### [INPUT]
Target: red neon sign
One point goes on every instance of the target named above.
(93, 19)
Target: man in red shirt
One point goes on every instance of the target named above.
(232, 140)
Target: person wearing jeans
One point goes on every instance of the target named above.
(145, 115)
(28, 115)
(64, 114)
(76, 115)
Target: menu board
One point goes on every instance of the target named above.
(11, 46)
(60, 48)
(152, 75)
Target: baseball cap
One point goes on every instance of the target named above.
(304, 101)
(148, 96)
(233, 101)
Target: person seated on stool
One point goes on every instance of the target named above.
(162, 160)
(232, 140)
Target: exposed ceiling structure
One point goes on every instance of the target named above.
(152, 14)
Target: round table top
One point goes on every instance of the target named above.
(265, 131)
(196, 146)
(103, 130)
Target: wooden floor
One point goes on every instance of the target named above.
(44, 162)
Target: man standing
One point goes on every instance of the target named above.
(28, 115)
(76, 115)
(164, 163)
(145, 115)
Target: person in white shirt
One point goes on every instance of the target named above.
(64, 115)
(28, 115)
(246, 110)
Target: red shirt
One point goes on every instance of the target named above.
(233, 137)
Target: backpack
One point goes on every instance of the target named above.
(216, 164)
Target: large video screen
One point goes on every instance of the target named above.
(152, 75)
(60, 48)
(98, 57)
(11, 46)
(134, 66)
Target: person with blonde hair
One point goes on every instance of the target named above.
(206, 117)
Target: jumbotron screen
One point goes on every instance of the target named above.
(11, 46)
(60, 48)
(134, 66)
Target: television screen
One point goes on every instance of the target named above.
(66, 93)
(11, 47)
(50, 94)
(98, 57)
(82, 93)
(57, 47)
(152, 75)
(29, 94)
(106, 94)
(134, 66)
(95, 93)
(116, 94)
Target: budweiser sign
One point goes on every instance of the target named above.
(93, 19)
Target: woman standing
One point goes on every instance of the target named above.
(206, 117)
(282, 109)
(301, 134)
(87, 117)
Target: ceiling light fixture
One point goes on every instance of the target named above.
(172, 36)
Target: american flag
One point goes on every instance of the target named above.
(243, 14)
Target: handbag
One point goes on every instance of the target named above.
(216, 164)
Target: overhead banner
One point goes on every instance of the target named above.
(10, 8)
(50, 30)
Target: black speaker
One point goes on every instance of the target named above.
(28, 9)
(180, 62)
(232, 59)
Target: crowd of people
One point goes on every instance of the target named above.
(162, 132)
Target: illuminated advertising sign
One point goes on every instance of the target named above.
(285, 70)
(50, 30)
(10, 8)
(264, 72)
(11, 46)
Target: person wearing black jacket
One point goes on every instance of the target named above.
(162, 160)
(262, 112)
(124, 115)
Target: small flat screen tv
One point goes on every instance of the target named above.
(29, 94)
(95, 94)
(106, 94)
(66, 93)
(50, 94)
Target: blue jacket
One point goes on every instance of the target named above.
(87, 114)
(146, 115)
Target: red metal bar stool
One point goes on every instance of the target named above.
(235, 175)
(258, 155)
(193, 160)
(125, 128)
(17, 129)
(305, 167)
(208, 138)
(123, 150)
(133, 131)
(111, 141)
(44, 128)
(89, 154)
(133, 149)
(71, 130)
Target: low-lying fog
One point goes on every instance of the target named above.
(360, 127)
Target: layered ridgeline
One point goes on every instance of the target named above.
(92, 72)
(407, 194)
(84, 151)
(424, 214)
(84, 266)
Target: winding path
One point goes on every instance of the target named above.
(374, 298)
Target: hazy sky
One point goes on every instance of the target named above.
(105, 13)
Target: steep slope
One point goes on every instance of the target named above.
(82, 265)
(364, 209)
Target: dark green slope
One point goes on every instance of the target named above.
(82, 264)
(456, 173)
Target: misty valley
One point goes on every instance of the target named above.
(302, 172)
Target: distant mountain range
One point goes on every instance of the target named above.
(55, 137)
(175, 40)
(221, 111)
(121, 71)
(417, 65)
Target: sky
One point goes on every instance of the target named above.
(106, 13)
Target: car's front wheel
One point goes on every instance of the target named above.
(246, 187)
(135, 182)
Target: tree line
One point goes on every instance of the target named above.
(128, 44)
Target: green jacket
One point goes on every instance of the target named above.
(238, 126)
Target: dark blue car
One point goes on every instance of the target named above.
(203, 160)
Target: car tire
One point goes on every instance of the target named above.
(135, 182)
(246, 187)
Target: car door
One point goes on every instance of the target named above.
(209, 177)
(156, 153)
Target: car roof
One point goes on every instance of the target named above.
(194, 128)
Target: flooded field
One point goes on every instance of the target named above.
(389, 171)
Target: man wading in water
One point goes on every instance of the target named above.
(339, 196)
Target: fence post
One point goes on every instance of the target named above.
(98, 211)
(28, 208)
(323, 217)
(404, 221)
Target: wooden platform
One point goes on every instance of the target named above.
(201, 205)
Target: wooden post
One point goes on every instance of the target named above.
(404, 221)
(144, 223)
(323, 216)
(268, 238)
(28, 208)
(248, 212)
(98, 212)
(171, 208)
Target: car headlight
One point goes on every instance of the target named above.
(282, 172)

### [GOAL]
Could you write out the whole listing again with "every instance" switched to "each instance" wherever it occurs, leaving everything else unchanged?

### [RESPONSE TO THIS EXERCISE]
Target: red neon sign
One point goes on each instance of the target named above.
(93, 19)
Target: man in red shirt
One point goes on each instance of the target named above.
(232, 140)
Target: person wearing jeans
One point goes on each instance of the target named above.
(145, 115)
(28, 115)
(64, 114)
(76, 115)
Target: menu board
One point goes on each instance of the target named above.
(11, 46)
(60, 48)
(152, 75)
Target: baseball cap
One point goes on each instance of the target named above.
(304, 101)
(148, 96)
(233, 101)
Target: person seated on stool
One point goes on each instance of the target named above.
(162, 160)
(232, 140)
Target: exposed ceiling structure
One point goes on each instance of the target named above.
(152, 14)
Target: round table top
One point goes on each instance of the target named above.
(265, 131)
(196, 146)
(103, 130)
Target: wooden floor
One point goes on each instance of the target named above.
(44, 162)
Target: man standing
One point goes on each instance of the target named above.
(28, 115)
(76, 115)
(164, 163)
(145, 115)
Target: person in white shirt
One point goes on each instance of the target named above.
(64, 115)
(28, 115)
(246, 110)
Target: red shirt
One point goes on each instance of the target named above.
(233, 137)
Target: backpack
One point goes on each instance of the target named above.
(216, 164)
Target: large video screen
One point goes on each instance of the target named above.
(152, 75)
(60, 48)
(98, 57)
(11, 46)
(134, 66)
Target: person with blonde hair
One point goes on each instance of the target named above.
(206, 117)
Target: jumbotron screen
One point goes on each instance of the target named above.
(11, 46)
(60, 48)
(134, 66)
Target: television screen
One point goes on each instance of the target named above.
(66, 93)
(11, 47)
(50, 94)
(98, 57)
(82, 93)
(57, 47)
(152, 75)
(29, 94)
(106, 94)
(134, 66)
(95, 93)
(116, 94)
Target: budweiser sign
One point goes on each instance of the target named above.
(93, 19)
Target: woman standing
One point goes on each instance of the target named above.
(206, 117)
(282, 109)
(301, 134)
(87, 117)
Target: ceiling light fixture
One point goes on each instance of the target named above.
(172, 36)
Target: american flag
One point goes on each instance of the target named above.
(243, 14)
Target: handbag
One point goes on each instance of the target named above.
(216, 164)
Target: overhead banner
One point goes on each instance of the target named above.
(10, 8)
(50, 30)
Target: black speaker
One point goes on each instance of the target named above.
(28, 9)
(180, 62)
(232, 59)
Target: crowd of people
One point goes on each instance of the target named above.
(162, 132)
Target: illuminated advertising sign
One point goes on each instance of the target named above.
(285, 70)
(50, 30)
(10, 8)
(264, 72)
(11, 46)
Target: person wearing black jacket
One point goes on each instance of the target named above.
(162, 160)
(262, 112)
(124, 115)
Target: small flat screen tv
One point goes on each instance of the target named above.
(29, 94)
(95, 94)
(106, 94)
(66, 93)
(50, 94)
Target: blue jacket
One point goes on each instance of the target named above.
(87, 114)
(146, 115)
Target: red metal bar stool
One point goes on each instance of the target named above.
(235, 175)
(258, 155)
(193, 160)
(125, 128)
(17, 129)
(305, 167)
(208, 138)
(123, 150)
(133, 131)
(111, 141)
(44, 128)
(89, 154)
(133, 149)
(71, 130)
Target: low-lying fog
One point goes on each instance of the target named above.
(360, 127)
Target: layered ridgeline
One point goes on each instance of the target named above.
(92, 72)
(407, 194)
(84, 151)
(424, 214)
(84, 266)
Target: winding path
One point goes on each instance of the target named above.
(374, 298)
Target: hazy sky
One point goes on each instance of the target named above.
(105, 13)
Target: steep slope
One point goes on each instance of the target named above.
(82, 265)
(364, 209)
Target: dark green slope
One point goes on each instance of the target named above.
(82, 264)
(456, 173)
Target: misty valley
One point goes on each instance of the target named above.
(302, 172)
Target: distant mountain range
One point goes on each instance of the target named above.
(55, 137)
(175, 40)
(221, 111)
(121, 71)
(417, 65)
Target: sky
One point goes on each instance of the target named above.
(106, 13)
Target: car's front wheel
One point goes on each instance of the target named above.
(246, 187)
(135, 182)
Target: tree line
One point goes on each instance of the target named above.
(128, 44)
Target: green jacket
One point goes on each instance of the target named above.
(238, 126)
Target: dark blue car
One point goes on each instance of the target named above.
(203, 160)
Target: car tire
One point goes on each instance of the target named above.
(135, 182)
(246, 187)
Target: car door
One point goes on each instance of the target named above.
(209, 177)
(156, 153)
Target: car roof
One point goes on each instance of the target named above.
(194, 128)
Target: flooded field
One point goes on each instance of the target named above.
(389, 171)
Target: man wading in water
One point goes on each instance of the target named above.
(339, 196)
Target: fence post
One point goes on each instance of the target named above.
(98, 211)
(28, 208)
(323, 217)
(404, 221)
Target: wooden platform
One point goes on each instance of the target named above.
(201, 205)
Target: wooden post
One point goes on each instance of the target named above.
(404, 221)
(144, 223)
(323, 216)
(268, 238)
(28, 208)
(248, 212)
(98, 212)
(171, 208)
Target: car headlight
One point goes on each instance of the target named above.
(282, 172)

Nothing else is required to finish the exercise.